# Available records:

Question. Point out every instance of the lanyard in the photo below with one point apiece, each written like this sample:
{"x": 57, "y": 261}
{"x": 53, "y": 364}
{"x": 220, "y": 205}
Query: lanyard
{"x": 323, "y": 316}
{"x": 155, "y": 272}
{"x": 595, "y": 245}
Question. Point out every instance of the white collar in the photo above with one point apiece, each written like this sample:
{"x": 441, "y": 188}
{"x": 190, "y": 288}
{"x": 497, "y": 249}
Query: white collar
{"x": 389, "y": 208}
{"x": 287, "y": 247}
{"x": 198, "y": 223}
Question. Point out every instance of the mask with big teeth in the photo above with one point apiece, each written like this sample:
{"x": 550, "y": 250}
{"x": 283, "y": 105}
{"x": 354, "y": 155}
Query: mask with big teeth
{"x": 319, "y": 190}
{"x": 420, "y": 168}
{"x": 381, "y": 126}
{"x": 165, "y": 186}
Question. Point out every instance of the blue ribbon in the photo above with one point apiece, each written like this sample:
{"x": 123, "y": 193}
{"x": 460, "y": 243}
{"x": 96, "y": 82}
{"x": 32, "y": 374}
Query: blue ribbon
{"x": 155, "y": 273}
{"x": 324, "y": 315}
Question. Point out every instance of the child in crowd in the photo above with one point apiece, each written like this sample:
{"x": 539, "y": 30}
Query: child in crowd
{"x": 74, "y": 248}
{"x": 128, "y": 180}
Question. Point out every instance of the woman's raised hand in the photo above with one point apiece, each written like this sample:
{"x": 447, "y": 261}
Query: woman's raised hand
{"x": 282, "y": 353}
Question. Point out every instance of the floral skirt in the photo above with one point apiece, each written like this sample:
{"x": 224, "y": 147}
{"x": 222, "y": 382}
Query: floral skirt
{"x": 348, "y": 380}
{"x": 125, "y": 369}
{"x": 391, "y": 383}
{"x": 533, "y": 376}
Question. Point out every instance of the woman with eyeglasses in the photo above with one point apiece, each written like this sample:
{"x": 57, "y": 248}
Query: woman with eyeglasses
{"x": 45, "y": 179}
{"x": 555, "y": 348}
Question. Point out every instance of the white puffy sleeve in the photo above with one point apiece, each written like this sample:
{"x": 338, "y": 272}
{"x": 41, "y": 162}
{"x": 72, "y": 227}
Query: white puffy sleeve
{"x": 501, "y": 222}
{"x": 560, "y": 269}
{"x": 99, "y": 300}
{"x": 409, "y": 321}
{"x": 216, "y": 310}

# Goal of the exercise:
Look through the entries, and return every line that the word "above" appears in.

# Answer area:
Question. Point out every instance of the white collar in the photo above with one point apiece, each written like this sample:
Question. Point out every instance of the mask with big teeth in the photo above with one point apiece, each written like this sample:
Question. Point out every instance of the blue ribbon in the photo above with one point apiece, each written like this sample:
Question. Point out every instance of the child in crowd in the photo above with one point apiece, each written like this sample:
Question. Point out every instance of the woman's raised hand in the photo above with one point apiece, each written like this sample:
Question. Point out every instance of the floral skirt in the photo above with one point apiece, each written like this sample:
Question. Point out every instance of the woman with eyeglasses in the photo above with one point apiece, each written like this sample:
Question. Point out every instance of the white puffy sleeve in the photo above with one point apiece, each written like this sample:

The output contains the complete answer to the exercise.